О чем же конкретно говорил Жаботинский?
На самом деле лишь война отвратительна. В армейской же жизни есть многое, чего нам не хватает в жизни повседневной. Это, прежде всего, «чувство локтя». В армии нет и не может быть «классовой вражды». Второе — регулярные занятия спортом. И третье — армейская дисциплина. Но здесь стоит остановиться и поговорить подробнее.
Мы иногда возвращаемся к идеям, казалось бы, давно вышедшим из моды. Спросите, например, обыкновенного человека: что он думает об армейской дисциплине? В ответ услышите: «Фи, человека превращают в машину!». Но ведь сам-то он в глубине души наслаждается зрелищем этой четко марширующей «машины»...
Разумеется, не всегда, разумеется, лишь при определенных обстоятельствах, человеку просто необходимо почувствовать себя частью огромного, мощного, стройного целого.
Там же.
Второй бокал — за еврейскую армию. Молча выпьем за нее, ибо молчание прекрасно для солдата на поле битвы. И еврейская молодежь знает, что нет службы более замечательной и благородной, чем служба бойца, охраняющего мирный труд народа.
«Четыре бокала» (оригинал на иврите), «Доар ха-йом», 24.4.1929.
Есть такая капля влаги —
Завтра встречу с ней готовь.
Капля влаги не на флаге —
В сердце пламенная кровь.
И когда бедой повеет,
Мы поднимемся на бой.
Кровь отважных Маккавеев —
В нашей силе молодой.
«Песнь знамени», в сб. «Стихи».
«Всякая война есть не что иное, как братоубийство».
Жаботинский ненавидел войну не только как гуманист. Для евреев война всегда была бедствием вдвойне, ибо и победители и побежденные обычно не щадили евреев. А если евреям приходилось сражаться в войнах, то они сражались с обеих сторон, убивая друг друга и умирая за чужие интересы. В 1929 году Жаботинский откликнулся на предложение установить в Эрец Исраэль обелиск в честь неизвестного солдата-еврея:
Почему мы сможем сказать: «здесь покоится»? Ведь под самим обелиском не будет никто похоронен. Да, конечно, нет в Эрец Исраэль ни пяди, где бы не пал когда-то, в продолжение тысячелетий, еврейский воин. Но неизвестный еврей — это лишь символ. Символ человека, который вынужден был убивать брата. И на обелиске должно быть написано: «Прохожий! Остановись на минуту. Подумай о том, что говорит тебе этот камень. Он поставлен в честь еврея, для которого любая война, где бы она ни велась,— братоубийственная война. Не думаешь ли ты, что это может стать и твоей участью? И даже если это и не совсем так, и даже если ты француз и пойдешь воевать с немцем — но ведь всякая война есть не что иное, как братоубийство. И всякий, павший на войне, есть жертва абсурда, массового сумасшествия, дикости. И мы, евреи, старцы этого мира, установили здесь, на этой самой святой на свете земле этот камень в память о нашей национальной трагедии, трагедии всего человечества и в то же время для того, чтобы ты понял и никогда не забыл».

· · ·

Задание a | Отредактируйте записи, начиная со строки с «Reviewer note: check that each instance of the gravel» и заканчивая строкой с «Target: license plate» включительно: замените «mud flap» на «splash guard», а всё остальное оставьте как есть. Выведите только эти строки.
Записи никак не связаны с отрывком о Жаботинском.

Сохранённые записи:
· · ·

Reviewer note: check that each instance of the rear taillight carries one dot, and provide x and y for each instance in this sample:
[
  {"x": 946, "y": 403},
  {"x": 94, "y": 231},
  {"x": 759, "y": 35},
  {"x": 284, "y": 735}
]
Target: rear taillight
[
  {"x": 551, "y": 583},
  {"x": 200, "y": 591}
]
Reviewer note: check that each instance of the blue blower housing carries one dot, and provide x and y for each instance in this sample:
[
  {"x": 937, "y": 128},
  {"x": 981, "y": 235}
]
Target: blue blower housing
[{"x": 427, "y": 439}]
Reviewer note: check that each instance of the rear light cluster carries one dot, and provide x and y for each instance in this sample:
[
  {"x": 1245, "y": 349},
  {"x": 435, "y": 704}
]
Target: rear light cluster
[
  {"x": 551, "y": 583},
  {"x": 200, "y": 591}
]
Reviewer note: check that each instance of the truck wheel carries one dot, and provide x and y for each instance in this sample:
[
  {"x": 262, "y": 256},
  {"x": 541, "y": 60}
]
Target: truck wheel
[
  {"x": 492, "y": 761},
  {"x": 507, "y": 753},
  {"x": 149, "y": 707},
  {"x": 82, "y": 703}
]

· · ·

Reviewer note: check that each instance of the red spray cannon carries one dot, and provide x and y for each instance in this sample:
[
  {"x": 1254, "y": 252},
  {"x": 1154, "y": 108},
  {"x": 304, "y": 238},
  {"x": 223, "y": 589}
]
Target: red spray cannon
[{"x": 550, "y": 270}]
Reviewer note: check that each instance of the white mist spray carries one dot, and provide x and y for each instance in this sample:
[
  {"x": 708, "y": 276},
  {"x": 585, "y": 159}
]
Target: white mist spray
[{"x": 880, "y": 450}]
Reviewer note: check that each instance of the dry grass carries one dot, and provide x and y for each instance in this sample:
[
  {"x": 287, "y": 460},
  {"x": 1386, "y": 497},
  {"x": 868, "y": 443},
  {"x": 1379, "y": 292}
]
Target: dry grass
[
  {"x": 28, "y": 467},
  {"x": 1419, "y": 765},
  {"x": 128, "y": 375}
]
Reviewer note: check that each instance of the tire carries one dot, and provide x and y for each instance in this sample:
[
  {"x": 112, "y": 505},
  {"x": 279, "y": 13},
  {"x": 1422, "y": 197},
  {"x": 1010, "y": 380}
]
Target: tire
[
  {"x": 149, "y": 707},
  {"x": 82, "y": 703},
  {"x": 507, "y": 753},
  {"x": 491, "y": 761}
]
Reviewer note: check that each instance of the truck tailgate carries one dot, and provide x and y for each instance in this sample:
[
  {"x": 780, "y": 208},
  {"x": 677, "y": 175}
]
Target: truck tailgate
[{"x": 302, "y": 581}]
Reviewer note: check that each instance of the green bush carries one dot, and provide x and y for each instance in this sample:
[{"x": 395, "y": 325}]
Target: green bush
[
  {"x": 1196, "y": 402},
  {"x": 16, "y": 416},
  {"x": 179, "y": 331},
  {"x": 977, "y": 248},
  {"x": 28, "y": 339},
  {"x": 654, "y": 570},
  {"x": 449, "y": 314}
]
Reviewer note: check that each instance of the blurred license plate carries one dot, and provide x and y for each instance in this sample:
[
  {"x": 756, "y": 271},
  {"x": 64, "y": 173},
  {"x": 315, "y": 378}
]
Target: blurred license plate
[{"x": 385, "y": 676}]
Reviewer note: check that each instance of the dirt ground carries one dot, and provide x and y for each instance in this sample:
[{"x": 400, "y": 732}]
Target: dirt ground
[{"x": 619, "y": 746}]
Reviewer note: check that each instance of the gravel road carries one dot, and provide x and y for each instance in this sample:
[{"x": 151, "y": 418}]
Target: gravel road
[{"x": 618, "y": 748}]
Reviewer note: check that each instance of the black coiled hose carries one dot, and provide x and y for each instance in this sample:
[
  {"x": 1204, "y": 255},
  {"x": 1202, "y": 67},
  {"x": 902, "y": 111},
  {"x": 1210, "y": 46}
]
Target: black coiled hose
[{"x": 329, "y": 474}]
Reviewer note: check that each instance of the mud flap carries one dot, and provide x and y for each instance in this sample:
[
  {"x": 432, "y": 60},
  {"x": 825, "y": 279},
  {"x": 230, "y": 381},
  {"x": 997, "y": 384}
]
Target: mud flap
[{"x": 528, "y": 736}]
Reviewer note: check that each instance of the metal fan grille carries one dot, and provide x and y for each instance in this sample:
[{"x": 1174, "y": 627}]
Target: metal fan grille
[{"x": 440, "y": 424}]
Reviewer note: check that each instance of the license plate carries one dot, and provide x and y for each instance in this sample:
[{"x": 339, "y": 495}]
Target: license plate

· · ·

Задание b | Перечислите всё, что, согласно отрывку о Жаботинском, есть в армейской жизни и чего нам не хватает в жизни повседневной.

Ответ a |
Reviewer note: check that each instance of the gravel road carries one dot, and provide x and y for each instance in this sample:
[{"x": 151, "y": 418}]
Target: gravel road
[{"x": 618, "y": 748}]
Reviewer note: check that each instance of the black coiled hose carries one dot, and provide x and y for each instance in this sample:
[
  {"x": 1204, "y": 255},
  {"x": 1202, "y": 67},
  {"x": 902, "y": 111},
  {"x": 1210, "y": 46}
]
Target: black coiled hose
[{"x": 329, "y": 474}]
Reviewer note: check that each instance of the splash guard carries one dot, and provide x and y for each instance in this sample:
[
  {"x": 432, "y": 60},
  {"x": 825, "y": 279},
  {"x": 230, "y": 381},
  {"x": 997, "y": 384}
]
Target: splash guard
[{"x": 528, "y": 736}]
Reviewer note: check that each instance of the metal fan grille carries one dot, and provide x and y for each instance in this sample:
[{"x": 1174, "y": 627}]
Target: metal fan grille
[{"x": 440, "y": 424}]
Reviewer note: check that each instance of the license plate carries one dot, and provide x and y for each instance in this sample:
[{"x": 339, "y": 495}]
Target: license plate

Ответ b |
1. «Чувство локтя».
2. Регулярные занятия спортом.
3. Армейская дисциплина.